** DIRECTIONS FOR THIS TASK **
Reproduce every row below word for word, leaving out the pictures.

** DATASET **

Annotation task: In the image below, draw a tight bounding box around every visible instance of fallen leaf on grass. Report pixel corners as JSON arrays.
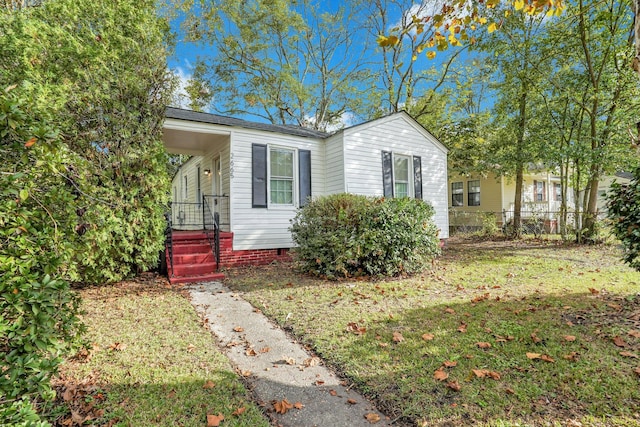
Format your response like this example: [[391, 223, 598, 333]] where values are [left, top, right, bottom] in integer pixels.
[[207, 413, 224, 427], [433, 368, 449, 381], [620, 351, 638, 359], [231, 406, 247, 415], [364, 412, 380, 424], [273, 399, 293, 414], [447, 381, 461, 391], [612, 335, 627, 347], [562, 351, 580, 362]]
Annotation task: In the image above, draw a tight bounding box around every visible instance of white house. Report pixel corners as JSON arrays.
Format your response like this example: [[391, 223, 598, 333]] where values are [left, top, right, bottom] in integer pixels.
[[164, 108, 449, 280]]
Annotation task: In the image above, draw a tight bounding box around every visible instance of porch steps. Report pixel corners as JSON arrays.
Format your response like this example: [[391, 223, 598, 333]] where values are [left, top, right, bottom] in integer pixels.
[[166, 231, 224, 284]]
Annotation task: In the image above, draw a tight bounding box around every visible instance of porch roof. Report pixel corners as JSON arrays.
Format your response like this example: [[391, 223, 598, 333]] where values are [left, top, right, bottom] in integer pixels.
[[165, 107, 329, 139]]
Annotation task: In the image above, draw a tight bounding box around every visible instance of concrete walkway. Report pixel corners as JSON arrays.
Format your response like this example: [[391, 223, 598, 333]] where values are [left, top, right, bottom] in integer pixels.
[[187, 282, 389, 427]]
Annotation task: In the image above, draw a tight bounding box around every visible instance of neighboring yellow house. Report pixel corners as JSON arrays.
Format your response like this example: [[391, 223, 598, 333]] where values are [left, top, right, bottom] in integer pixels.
[[449, 171, 574, 233]]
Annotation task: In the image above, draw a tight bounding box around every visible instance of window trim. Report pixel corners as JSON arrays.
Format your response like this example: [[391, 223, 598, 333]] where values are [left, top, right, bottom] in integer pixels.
[[467, 179, 482, 206]]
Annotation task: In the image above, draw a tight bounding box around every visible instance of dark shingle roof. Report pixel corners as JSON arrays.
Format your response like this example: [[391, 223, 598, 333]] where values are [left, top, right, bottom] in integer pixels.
[[165, 107, 329, 139]]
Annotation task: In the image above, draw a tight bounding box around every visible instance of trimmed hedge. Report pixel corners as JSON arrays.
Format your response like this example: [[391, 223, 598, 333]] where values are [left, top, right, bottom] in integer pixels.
[[290, 194, 439, 278]]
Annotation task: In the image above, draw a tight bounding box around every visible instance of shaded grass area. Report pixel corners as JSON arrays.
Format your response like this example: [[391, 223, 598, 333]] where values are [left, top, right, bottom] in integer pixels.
[[228, 241, 640, 426], [52, 275, 269, 427]]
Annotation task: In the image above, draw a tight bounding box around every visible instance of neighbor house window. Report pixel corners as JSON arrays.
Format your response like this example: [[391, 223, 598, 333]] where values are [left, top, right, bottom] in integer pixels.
[[553, 182, 562, 202], [467, 179, 480, 206], [451, 182, 464, 206], [393, 156, 411, 197], [533, 181, 546, 202], [382, 151, 422, 199], [269, 148, 293, 205]]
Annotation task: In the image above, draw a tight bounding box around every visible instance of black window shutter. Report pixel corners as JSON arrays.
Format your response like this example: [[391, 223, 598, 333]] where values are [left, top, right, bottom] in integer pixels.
[[298, 150, 311, 206], [413, 156, 422, 200], [382, 151, 393, 197], [251, 144, 267, 208]]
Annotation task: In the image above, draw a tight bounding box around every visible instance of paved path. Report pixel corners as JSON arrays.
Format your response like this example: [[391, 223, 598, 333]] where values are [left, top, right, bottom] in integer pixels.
[[188, 282, 389, 427]]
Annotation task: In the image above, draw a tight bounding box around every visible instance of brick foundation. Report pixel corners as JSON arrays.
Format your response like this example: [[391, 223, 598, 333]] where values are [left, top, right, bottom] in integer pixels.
[[220, 232, 291, 267]]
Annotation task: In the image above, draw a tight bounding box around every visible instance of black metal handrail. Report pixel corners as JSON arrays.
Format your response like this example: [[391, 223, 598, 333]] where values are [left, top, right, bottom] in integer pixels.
[[202, 195, 220, 271]]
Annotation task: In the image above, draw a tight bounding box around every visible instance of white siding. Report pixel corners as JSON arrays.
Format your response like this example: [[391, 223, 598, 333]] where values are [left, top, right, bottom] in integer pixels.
[[325, 132, 346, 194], [229, 129, 325, 250], [344, 114, 449, 239]]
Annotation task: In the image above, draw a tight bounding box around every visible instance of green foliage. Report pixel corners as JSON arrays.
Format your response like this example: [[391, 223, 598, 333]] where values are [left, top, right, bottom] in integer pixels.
[[0, 88, 82, 425], [607, 168, 640, 271], [291, 194, 439, 278]]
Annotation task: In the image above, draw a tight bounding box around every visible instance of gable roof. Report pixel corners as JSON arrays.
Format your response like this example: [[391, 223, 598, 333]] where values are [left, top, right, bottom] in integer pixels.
[[165, 107, 329, 139]]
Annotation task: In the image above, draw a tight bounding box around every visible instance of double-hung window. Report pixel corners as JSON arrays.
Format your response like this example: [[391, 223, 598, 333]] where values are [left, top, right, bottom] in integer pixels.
[[269, 148, 294, 205], [251, 144, 311, 208], [467, 179, 480, 206], [451, 182, 464, 206], [382, 151, 422, 199]]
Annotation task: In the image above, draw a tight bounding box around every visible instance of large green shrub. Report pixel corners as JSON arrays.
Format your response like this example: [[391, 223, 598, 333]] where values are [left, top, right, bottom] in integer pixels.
[[607, 168, 640, 271], [0, 88, 82, 425], [291, 194, 439, 278]]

** WRITTEN SOLUTION **
Annotation task: In the image below, draw a tight bounding box around every visible instance of fallen leaf on grass. Report pixel corners as JSON arrays.
Format your response like this example: [[391, 223, 598, 333]] where values are [left, top, right, bottom] in integer pixels.
[[207, 413, 224, 427], [433, 368, 449, 381], [620, 351, 638, 359], [231, 406, 247, 415], [364, 412, 380, 424], [273, 399, 293, 414], [447, 381, 461, 391], [612, 335, 627, 347], [562, 351, 580, 362]]
Annotation task: In the image above, draw a tight bounding box around every visible instance of white house. Report pixel corners as JSON arrays.
Format your response like this example: [[391, 223, 598, 333]] where values are [left, top, right, bottom] in integer pixels.
[[164, 108, 449, 280]]
Annotation task: In the image above, draw a tight bounding box around every visible instance of porch steps. Report pixel corners as JSON arrays.
Format your response like this example: [[391, 223, 598, 333]] where values are [left, top, right, bottom] in integer pixels.
[[166, 231, 224, 284]]
Annotation task: In the image above, draw a tight bounding box around every visible instance of porch roof. Report pixel corners as JSON arrays.
Format your response like this example: [[391, 223, 598, 333]] where values are [left, top, right, bottom] in integer pixels.
[[165, 107, 329, 139]]
Annotation task: In the image above, draw a tight bounding box around every visible instance of concrete walkway. Report pixel corners as JSON arrays.
Format your response like this example: [[391, 223, 598, 333]] where values are [left, top, right, bottom] in integer pixels.
[[187, 282, 389, 427]]
Annotation task: In the image above, draw a tight bounding box around every visible instance of neighboring yellow house. Report pixel corners as JSON arrays.
Format your response like this example: [[391, 223, 598, 333]] where values are [left, top, right, bottom] in integer pixels.
[[449, 171, 574, 233]]
Annotation task: In the image above, draw a tight bounding box around every visible instance of window trim. Report pixel corners as JSON arrays.
Format your response like this example: [[391, 223, 598, 333]] where values are [left, top, right, bottom] in integer pixels.
[[467, 179, 482, 206]]
Annotation task: In the image above, draw a tight bounding box around every visible instance of dark shingle roof. Report pixel corners as JSON arrays.
Format your response like this example: [[391, 223, 598, 333]] where values are [left, top, right, bottom] in integer pixels.
[[165, 107, 329, 139]]
Annotation task: In the image above, draw a tight bounding box around every visible instance of trimmed hedge. Report pixel corners as JSON arrays.
Format your response like this example: [[391, 223, 598, 333]] where values are [left, top, right, bottom] in integer pixels.
[[290, 194, 439, 278]]
Annotation task: In the image above, draw a tight bounding box around every visible instance of shaded grass area. Report pixel corners as JSON arrays.
Format your response like this example: [[391, 223, 598, 333]] where values are [left, top, right, bottom] in integer pixels.
[[228, 241, 640, 426], [52, 275, 269, 427]]
Annotation task: In the image above, draw a tight bounding box around every visible instance of neighbor house window. Report pixel corners as JSON arrays.
Format your response like this example: [[391, 223, 598, 333]] where values are [left, top, right, bottom] in integer pixels.
[[553, 182, 562, 202], [467, 179, 480, 206], [451, 182, 464, 206], [393, 156, 411, 197], [533, 181, 546, 202], [382, 151, 422, 199], [269, 148, 293, 205]]
Annotation task: In the image above, draw a tight bounding box around every visible instance of black window shutter. Report pixel corners as JSON arrays.
Format your response like this example: [[391, 223, 598, 333]] where values are [left, top, right, bottom] in integer pixels.
[[298, 150, 311, 206], [413, 156, 422, 200], [382, 151, 393, 197], [251, 144, 267, 208]]
Annotation task: In the image above, draw a tight bounding box around every visible instance of paved path. Report pixel corners as JSON arrays.
Format your response like this example: [[391, 223, 598, 333]] where values are [left, top, right, bottom] in integer pixels.
[[188, 282, 389, 427]]
Annotation task: In the image above, draw a tight bounding box around every visible instance of brick foundation. Report pixel corners as JSON arrays.
Format your response like this example: [[391, 223, 598, 333]] where values are [left, top, right, bottom] in integer pixels.
[[220, 232, 291, 267]]
Annotation task: In the image above, draw a tight bounding box around every visible instance of black metal handrail. Report pixel corners as JSON arrays.
Format your response like this example: [[391, 223, 598, 333]] where values are [left, top, right, bottom] in integer pixels.
[[202, 195, 220, 271]]
Annotation task: In the image above, draw a tight bounding box around every visible instance of white siding. Report pixel corners as JSON arrays.
Format your response like this example: [[391, 223, 598, 333]] where values are [left, top, right, bottom] in integer pixels.
[[325, 132, 346, 194], [229, 129, 325, 250], [344, 114, 449, 239]]
Annotation task: In the image above, draw a tight bounding box around every visible instance of green foliage. Report pixel corners as JSON arrays.
Format your response like this example: [[391, 223, 598, 333]] where values are [left, top, right, bottom] in integer pixels.
[[0, 88, 82, 425], [607, 168, 640, 271], [291, 194, 439, 278]]
Annotation task: In the image above, draw a tight bounding box around every visible instance of gable roof. Report pixel corners as JSON arrays.
Format your response like this example: [[391, 223, 598, 333]] where values are [left, top, right, bottom] in integer pixels.
[[165, 107, 329, 139]]
Annotation task: In the image above, draw a tight bounding box around every visible instance of double-hung window. Report pixel corners as JSON arrays.
Format your response like this example: [[391, 223, 598, 333]] where values are [left, top, right, bottom] in integer pixels.
[[269, 148, 294, 205], [251, 144, 311, 208], [467, 179, 480, 206], [451, 182, 464, 206], [382, 151, 422, 199]]
Annotation task: In the image above, draw a tight bounding box around every visible instance of large green shrub. Report pixel corners as JSON arrays.
Format your response like this example: [[391, 223, 598, 333]] where values are [left, top, right, bottom] in integer pixels.
[[607, 168, 640, 271], [0, 88, 82, 425], [291, 194, 439, 278]]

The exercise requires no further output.